===== KUTIPAN TEKS =====

Selasa, 11 Desember 2018

GAMBARAN UMUM DAKWAH TAUQIFIYAH


بسم الله الر حمان الر حيم


Metode dakwah Ahlussunnah wal Jamaah bersifat Tauqifiyah (baku), artinya harus dilaksanakan sesuai ketentuan (batasan-batasan) Allah Subhanahu wa Ta’ala yang mengacu kepada metode dakwah Rasul-Nya - tidak keluar (menyimpang) dari aturan (batasan) yang digariskan Al-Qur’an dan As-Sunnah.  Baik konten (materi dakwah), maupun sarana (cara) yang ditempuh.

GAMBARAN UMUM
Firman Allah Subhanahu wa Ta’ala dalam Al-Qur’an (artinya),
Aku tidak meminta upah kepadamu dalam menyampaikan (Al-Qur’an).  Al-Qur’an ini tidak lain hanyalah peringatan untuk semua ummat.”  
(QS. Al-An’am (6);  90), dan
“Katakanlah, ‘Aku tidak meminta upah sedikit pun pada kalian dalam menyampaikan Risalah itu, melainkan (mengharapkan kepatuhan) orang-orang yang mau mengambil jalan kepada Tuhan-nya.”  
(QS. Al-Furqan (25);  57), dan
“...Hai kaumku, aku tidak meminta upah kepadamu bagi seruanklu ini, upahku tidak lain hanyalah dari Allah yang telah menciptakanku.  Maka tidakkah kalian memikirkannya?”  
(QS. Hud (11 );  51), dan
“Katakanlah hai Muhammad, ‘Aku tidak meminta upah kepada kalian atas apa yang aku lakukan, kecuali kasih-sayang dalam kekeluargaan.”

===== INFORMASI YANG DIBERIKAN =====

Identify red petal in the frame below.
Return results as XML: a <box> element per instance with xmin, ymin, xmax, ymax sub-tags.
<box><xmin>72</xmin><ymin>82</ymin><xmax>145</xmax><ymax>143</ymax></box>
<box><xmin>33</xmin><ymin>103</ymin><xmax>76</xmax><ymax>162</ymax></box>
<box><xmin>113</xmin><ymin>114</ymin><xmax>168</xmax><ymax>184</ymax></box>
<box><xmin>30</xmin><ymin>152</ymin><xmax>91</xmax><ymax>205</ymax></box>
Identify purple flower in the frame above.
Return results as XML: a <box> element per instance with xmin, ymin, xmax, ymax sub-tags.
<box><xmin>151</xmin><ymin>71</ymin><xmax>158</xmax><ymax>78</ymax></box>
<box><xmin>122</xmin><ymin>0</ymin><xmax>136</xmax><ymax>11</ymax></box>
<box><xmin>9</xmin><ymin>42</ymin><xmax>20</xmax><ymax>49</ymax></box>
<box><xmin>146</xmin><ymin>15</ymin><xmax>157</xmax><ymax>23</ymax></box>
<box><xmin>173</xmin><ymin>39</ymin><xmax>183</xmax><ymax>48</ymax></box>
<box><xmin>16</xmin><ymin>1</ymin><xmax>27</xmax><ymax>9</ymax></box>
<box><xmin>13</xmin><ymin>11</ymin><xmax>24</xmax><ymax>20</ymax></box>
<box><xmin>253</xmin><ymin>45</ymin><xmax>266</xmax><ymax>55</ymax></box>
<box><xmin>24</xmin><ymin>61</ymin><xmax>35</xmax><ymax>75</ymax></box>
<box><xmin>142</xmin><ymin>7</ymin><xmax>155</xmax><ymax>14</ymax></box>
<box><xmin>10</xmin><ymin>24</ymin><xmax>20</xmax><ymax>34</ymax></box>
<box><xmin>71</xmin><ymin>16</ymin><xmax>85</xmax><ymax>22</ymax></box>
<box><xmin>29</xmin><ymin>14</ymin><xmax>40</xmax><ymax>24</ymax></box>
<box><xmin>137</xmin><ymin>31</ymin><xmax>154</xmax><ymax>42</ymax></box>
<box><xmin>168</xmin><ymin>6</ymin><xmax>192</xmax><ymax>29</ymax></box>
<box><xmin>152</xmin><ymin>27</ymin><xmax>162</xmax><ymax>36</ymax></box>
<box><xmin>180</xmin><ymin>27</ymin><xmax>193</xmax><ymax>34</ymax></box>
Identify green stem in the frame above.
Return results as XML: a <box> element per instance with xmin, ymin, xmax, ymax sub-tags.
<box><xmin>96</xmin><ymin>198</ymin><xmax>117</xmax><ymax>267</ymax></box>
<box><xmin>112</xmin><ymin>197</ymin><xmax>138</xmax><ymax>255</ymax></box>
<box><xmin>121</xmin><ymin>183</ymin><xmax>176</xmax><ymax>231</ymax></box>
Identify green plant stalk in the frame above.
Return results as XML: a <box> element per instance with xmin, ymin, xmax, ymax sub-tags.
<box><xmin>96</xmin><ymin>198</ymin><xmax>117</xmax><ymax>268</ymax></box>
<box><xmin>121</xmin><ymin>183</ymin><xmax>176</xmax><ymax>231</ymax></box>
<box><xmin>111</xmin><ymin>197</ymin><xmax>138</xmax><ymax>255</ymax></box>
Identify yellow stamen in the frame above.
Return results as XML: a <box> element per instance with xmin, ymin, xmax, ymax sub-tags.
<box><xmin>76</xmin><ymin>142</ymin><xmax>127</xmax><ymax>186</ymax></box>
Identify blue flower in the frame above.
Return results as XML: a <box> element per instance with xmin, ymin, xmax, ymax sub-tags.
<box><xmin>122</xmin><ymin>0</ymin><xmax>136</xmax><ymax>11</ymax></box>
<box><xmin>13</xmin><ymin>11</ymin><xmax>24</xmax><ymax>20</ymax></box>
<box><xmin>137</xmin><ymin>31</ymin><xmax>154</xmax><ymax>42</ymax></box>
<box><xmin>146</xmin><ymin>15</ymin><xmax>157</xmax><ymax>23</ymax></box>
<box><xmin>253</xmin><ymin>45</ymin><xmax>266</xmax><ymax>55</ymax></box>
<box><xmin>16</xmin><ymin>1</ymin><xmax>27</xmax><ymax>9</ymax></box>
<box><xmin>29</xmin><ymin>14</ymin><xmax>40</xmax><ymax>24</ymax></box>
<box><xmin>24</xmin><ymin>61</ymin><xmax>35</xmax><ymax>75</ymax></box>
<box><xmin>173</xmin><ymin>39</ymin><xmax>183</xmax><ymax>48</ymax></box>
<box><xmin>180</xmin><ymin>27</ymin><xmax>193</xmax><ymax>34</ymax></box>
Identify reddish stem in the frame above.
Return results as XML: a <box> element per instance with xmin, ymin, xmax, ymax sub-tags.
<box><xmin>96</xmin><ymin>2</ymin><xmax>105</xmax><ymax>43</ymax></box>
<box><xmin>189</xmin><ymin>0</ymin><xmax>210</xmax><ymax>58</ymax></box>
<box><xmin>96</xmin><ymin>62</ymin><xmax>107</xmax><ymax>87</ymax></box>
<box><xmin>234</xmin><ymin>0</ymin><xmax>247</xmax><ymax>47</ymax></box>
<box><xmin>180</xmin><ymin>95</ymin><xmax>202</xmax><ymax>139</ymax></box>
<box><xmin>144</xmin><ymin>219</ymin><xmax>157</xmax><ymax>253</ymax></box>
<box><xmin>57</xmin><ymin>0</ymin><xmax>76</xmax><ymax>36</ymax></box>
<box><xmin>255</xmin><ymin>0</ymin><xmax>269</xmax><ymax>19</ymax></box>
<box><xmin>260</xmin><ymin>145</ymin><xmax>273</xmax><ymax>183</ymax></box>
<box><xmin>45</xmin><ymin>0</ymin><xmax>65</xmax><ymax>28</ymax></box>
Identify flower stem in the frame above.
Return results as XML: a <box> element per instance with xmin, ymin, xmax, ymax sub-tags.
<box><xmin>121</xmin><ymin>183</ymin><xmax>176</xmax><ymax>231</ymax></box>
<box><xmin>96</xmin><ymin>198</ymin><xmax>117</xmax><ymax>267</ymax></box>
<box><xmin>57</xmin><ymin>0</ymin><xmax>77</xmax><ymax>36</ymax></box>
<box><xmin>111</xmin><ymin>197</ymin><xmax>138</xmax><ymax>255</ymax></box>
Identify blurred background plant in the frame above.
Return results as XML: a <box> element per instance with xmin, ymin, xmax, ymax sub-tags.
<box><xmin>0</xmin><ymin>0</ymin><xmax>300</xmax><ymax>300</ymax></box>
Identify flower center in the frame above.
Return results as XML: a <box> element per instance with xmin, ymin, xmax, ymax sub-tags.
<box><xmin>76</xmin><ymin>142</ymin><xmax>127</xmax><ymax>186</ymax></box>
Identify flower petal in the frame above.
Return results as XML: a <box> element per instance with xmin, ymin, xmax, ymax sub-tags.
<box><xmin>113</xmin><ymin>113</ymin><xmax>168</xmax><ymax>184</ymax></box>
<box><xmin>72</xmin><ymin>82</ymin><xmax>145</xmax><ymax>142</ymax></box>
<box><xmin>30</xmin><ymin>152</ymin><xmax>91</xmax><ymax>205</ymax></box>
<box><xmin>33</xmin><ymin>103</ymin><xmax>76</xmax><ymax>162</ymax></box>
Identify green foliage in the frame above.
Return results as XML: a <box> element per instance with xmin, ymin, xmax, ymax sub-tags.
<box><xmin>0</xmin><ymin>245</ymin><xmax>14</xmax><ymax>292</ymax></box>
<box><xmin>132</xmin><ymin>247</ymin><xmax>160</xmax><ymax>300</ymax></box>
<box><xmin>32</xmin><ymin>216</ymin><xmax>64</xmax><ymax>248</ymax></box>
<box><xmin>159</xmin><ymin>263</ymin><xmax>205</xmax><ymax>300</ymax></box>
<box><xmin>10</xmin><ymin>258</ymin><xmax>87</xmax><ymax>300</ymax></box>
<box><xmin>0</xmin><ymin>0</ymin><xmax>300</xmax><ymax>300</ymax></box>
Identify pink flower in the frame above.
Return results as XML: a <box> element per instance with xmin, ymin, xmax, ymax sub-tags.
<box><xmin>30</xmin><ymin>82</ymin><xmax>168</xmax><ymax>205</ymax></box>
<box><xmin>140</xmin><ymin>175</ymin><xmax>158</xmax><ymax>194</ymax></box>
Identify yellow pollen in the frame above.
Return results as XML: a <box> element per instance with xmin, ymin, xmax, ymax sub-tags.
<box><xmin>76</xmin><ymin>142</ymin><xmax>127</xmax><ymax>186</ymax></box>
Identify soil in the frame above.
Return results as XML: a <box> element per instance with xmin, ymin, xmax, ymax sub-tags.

=====

**KERJAKAN BERIKUT INI**
A. Apakah tiap pernyataan berikut sesuai dengan teks tentang dakwah tauqifiyah? Jawab ya atau tidak, lalu kutip kata-kata teks yang menentukannya. (i) Metode dakwah Ahlussunnah wal Jamaah disebut bersifat tauqifiyah. (ii) Batasan itu hanya berlaku untuk materi dakwah, tidak untuk cara yang ditempuh. (iii) Dalam ayat dari QS. Hud, upah orang yang berseru disebut berasal dari Allah.
B. Tulis lanjutan teks tentang dakwah tauqifiyah, dimulai setelah kalimat terakhirnya.

**JAWABAN**
A.
(i) Ya: "Metode dakwah Ahlussunnah wal Jamaah bersifat Tauqifiyah (baku)".
(ii) Tidak: "Baik konten (materi dakwah), maupun sarana (cara) yang ditempuh."
(iii) Ya: "upahku tidak lain hanyalah dari Allah yang telah menciptakanku".

B.
(QS. Asy-Syuura (42);  23)

Hadits Rasulullah Shallallahu ‘Alaihi wa Sallam (artinya),
“Sesungguhnya ‘ulama adalah pewaris para Nabi.  Sesungguhnya para Nabi tidak mewariskan dinar dan dirham.  Sungguh, mereka hanya mewariskan ilmu, maka barangsiapa yang mengambil warisan tersebut, ia telah mengambil bagian yang banyak.”  
(HR.  At-Tirmidzi, Ahmad, dll.)

HONOR / UANG JASA?
Bedasarkan ayat-ayat Al-Qur'an dan hadits di atas dapat disimpulkan, bahwa hukum asal dakwah tauqifiyah tidak berkaitan dengan honor / tarif yang mesti dipenuhi oleh jama’ah yang mengharapkan pencerahan dari seorang juru dakwah.
Mematok tarif / honor melebihi kewajaran, atau menjadikan syarat utama merupakan pelanggaran terhadap aturan yang ditetapkan Allah Subhanahu wa Ta’ala.
Seperti keengganan beberapa “pendakwah” untuk memenuhi undangan jama’ah yang membayar di bawah tarif yang ditentukan. 
Bagaimana akan datang keikhlasan dari seorang da’i (juru dakwah) yang lebih mementingkan pamrih duniawi daripada balasan ukhrawinya?
(Baca artikel, KEIKHLASAN ITU TIDAK BERDASARKAN AKAL-AKAL MANUSIA)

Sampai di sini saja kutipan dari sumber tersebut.